_EXERCISE DESCRIPTION_:
Starting with the line that contains "In this exercise you will indicate the green foliage" and going on through the end of the rows, write every line out again, requests included, with each answer coordinate multiplied by 2.6 and rounded to a whole number, halves going up. Leave the numbers in the requests and their sample lines unchanged.

_DATA SHOWN_:

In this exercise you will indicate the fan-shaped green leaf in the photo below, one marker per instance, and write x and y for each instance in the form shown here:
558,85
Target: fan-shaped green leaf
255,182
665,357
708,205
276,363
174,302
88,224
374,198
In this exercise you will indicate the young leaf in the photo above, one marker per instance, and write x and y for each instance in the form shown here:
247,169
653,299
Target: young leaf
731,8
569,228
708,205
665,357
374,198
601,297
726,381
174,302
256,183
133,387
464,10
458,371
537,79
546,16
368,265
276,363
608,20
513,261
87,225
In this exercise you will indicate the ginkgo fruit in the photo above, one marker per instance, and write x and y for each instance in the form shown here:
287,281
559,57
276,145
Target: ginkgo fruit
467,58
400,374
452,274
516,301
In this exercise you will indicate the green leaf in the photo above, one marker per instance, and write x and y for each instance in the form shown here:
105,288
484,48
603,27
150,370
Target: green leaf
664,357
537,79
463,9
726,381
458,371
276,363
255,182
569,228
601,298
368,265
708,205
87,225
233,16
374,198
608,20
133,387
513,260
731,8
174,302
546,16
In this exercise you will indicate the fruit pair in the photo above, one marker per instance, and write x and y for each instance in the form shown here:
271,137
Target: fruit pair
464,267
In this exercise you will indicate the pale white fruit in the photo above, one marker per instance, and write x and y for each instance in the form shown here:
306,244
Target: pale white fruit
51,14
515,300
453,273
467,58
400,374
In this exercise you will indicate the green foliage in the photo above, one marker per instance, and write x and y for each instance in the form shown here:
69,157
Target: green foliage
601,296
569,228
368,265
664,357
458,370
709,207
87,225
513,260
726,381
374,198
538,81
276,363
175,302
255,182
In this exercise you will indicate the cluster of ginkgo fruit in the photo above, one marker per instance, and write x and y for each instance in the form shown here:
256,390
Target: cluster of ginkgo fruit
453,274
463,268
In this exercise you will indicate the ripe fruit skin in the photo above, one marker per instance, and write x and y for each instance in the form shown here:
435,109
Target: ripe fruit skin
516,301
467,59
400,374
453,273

_EXERCISE RESULT_:
In this exercise you will indicate the green foliage in the photo above, one marker per instance, and write x and y for each instance in the form shown here:
69,157
Target: green foliage
1563,770
1479,593
957,689
1726,928
1191,962
1843,538
226,585
1334,676
1888,991
972,515
1399,211
718,944
455,785
663,473
In this exercise you will indicate the cluster of ginkgo fruit in the photo above, one marker per instance, and write x and y for each instance in the form shown here:
256,390
Target: cluster of ginkgo fruit
1178,712
1204,697
In this exercise you will indicate the ripe fruit skin in the photo above, one marker per instance, and write x and y for each instance in the form shown here:
435,109
Target: ripe fruit skin
1342,783
1214,153
1040,972
1178,710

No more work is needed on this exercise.